Please copy all of the records below line for line, without changing a single character.

══ SOURCE MATERIAL

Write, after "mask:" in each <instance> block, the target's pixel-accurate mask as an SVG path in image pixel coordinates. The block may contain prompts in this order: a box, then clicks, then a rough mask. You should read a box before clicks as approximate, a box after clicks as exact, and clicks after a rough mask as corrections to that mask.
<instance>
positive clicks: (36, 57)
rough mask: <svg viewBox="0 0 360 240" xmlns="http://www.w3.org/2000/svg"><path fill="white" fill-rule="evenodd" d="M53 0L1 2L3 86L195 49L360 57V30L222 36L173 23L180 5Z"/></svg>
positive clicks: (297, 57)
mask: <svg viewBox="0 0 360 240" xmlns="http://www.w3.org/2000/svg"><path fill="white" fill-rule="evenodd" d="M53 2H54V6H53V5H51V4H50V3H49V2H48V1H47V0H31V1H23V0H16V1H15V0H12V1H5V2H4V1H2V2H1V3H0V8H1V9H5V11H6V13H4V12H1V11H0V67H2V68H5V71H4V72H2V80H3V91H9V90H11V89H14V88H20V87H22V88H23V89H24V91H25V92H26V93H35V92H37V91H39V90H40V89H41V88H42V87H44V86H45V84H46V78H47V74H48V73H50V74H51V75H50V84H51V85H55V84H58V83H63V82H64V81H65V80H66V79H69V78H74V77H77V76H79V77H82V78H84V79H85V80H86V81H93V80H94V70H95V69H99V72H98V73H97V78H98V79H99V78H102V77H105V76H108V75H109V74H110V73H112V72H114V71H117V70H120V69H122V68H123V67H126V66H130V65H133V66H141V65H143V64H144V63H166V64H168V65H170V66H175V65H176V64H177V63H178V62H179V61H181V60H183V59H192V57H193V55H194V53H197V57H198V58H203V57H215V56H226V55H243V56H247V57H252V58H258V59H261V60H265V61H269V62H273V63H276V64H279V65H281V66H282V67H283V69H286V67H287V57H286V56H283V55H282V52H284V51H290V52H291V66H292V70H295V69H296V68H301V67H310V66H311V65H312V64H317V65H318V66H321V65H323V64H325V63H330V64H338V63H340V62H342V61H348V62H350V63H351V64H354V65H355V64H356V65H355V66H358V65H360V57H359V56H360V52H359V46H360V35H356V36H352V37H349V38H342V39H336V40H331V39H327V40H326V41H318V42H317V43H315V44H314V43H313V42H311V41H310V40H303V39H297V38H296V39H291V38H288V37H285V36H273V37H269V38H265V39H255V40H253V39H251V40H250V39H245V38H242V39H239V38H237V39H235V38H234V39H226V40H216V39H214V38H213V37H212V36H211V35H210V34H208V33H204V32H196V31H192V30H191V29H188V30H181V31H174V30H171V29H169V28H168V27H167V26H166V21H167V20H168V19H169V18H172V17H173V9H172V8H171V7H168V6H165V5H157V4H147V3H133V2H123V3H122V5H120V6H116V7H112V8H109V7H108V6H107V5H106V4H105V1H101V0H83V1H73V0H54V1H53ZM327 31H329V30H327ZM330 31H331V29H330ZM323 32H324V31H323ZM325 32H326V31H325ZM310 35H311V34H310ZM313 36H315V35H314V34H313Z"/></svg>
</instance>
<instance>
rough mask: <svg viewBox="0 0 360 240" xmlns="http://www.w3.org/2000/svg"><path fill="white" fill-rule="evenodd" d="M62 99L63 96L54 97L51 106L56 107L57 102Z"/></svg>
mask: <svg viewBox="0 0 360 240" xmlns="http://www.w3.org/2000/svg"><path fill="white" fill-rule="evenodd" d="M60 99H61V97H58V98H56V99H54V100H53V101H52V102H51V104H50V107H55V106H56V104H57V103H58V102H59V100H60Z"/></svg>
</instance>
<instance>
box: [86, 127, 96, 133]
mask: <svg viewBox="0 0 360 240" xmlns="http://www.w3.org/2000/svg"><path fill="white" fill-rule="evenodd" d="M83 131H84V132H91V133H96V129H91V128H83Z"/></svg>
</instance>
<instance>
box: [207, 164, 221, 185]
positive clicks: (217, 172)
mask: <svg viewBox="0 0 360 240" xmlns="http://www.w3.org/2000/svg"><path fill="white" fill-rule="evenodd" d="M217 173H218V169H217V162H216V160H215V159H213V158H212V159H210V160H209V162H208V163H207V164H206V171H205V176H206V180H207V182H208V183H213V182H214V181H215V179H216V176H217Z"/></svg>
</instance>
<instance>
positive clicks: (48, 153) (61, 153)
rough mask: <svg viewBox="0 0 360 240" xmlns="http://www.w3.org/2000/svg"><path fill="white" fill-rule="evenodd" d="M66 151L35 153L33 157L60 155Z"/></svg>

════

## SOLUTION TO THE PROBLEM
Write, after "mask:" in each <instance> block, the target's pixel-accurate mask as an SVG path in image pixel coordinates. The block may contain prompts in this order: a box, then clicks, then a rough mask. You should read a box before clicks as approximate, a box after clicks as exact, and clicks after a rough mask as corrections to that mask.
<instance>
positive clicks: (36, 57)
rough mask: <svg viewBox="0 0 360 240" xmlns="http://www.w3.org/2000/svg"><path fill="white" fill-rule="evenodd" d="M53 0L1 2L3 86L195 49L360 57V30L222 36L173 23L180 5Z"/></svg>
positive clicks: (297, 57)
mask: <svg viewBox="0 0 360 240" xmlns="http://www.w3.org/2000/svg"><path fill="white" fill-rule="evenodd" d="M53 2H54V6H53V5H51V4H50V3H49V2H48V1H47V0H31V1H23V0H16V1H15V0H12V1H5V2H4V1H2V2H1V3H0V8H1V9H5V11H6V13H4V12H1V11H0V67H2V68H5V71H4V72H2V80H3V91H9V90H11V89H14V88H20V87H22V88H23V89H24V91H25V92H26V93H35V92H37V91H39V90H40V89H41V88H42V87H44V86H45V84H46V78H47V74H48V73H50V74H51V75H50V84H51V85H55V84H58V83H63V82H64V81H65V80H66V79H69V78H74V77H77V76H79V77H82V78H84V79H85V80H86V81H93V80H94V70H95V69H99V72H98V73H97V78H98V79H99V78H102V77H105V76H108V75H109V74H110V73H112V72H114V71H117V70H120V69H122V68H123V67H126V66H130V65H133V66H141V65H143V64H144V63H166V64H168V65H170V66H175V65H176V64H177V63H178V62H179V61H181V60H183V59H192V57H193V55H194V53H197V57H198V58H203V57H215V56H226V55H243V56H247V57H252V58H258V59H261V60H265V61H269V62H273V63H276V64H279V65H281V66H282V67H283V69H286V67H287V57H286V56H283V55H282V52H284V51H290V52H291V66H292V70H295V69H296V68H301V67H310V66H311V65H312V64H317V65H318V66H321V65H323V64H325V63H330V64H338V63H340V62H342V61H348V62H350V63H351V64H354V65H355V64H356V65H355V66H358V65H360V57H359V56H360V52H359V46H360V35H356V36H352V37H349V38H342V39H336V40H331V39H327V40H326V41H318V42H317V43H315V44H314V43H313V42H311V41H310V40H303V39H297V38H296V39H291V38H288V37H285V36H273V37H269V38H265V39H255V40H253V39H251V40H250V39H245V38H242V39H239V38H237V39H235V38H234V39H226V40H216V39H214V38H213V37H212V36H211V35H210V34H208V33H204V32H196V31H192V30H191V29H188V30H181V31H174V30H171V29H169V28H168V27H167V26H166V21H167V20H168V19H169V18H172V17H173V9H172V8H171V7H168V6H165V5H157V4H147V3H133V2H123V3H122V5H120V6H116V7H112V8H109V7H108V6H107V5H106V4H105V1H101V0H83V1H73V0H54V1H53ZM327 31H329V30H327ZM330 31H331V29H330ZM323 32H324V31H323ZM325 32H326V31H325ZM310 35H311V34H310ZM313 36H315V35H314V34H313Z"/></svg>
</instance>
<instance>
rough mask: <svg viewBox="0 0 360 240" xmlns="http://www.w3.org/2000/svg"><path fill="white" fill-rule="evenodd" d="M62 99L63 96L54 97L51 106L56 107L57 102Z"/></svg>
mask: <svg viewBox="0 0 360 240" xmlns="http://www.w3.org/2000/svg"><path fill="white" fill-rule="evenodd" d="M60 99H61V97H58V98H56V99H54V100H53V101H52V102H51V104H50V107H55V106H56V104H57V103H58V102H59V100H60Z"/></svg>
</instance>
<instance>
box: [86, 127, 96, 133]
mask: <svg viewBox="0 0 360 240" xmlns="http://www.w3.org/2000/svg"><path fill="white" fill-rule="evenodd" d="M83 131H84V132H91V133H96V129H91V128H83Z"/></svg>
</instance>
<instance>
box: [207, 164, 221, 185]
positive clicks: (217, 172)
mask: <svg viewBox="0 0 360 240" xmlns="http://www.w3.org/2000/svg"><path fill="white" fill-rule="evenodd" d="M217 173H218V169H217V162H216V160H215V159H213V158H212V159H210V160H209V162H208V163H207V164H206V171H205V176H206V180H207V182H208V183H213V182H214V181H215V179H216V176H217Z"/></svg>
</instance>
<instance>
positive clicks: (48, 153) (61, 153)
rough mask: <svg viewBox="0 0 360 240" xmlns="http://www.w3.org/2000/svg"><path fill="white" fill-rule="evenodd" d="M66 151L35 153L33 157L60 155Z"/></svg>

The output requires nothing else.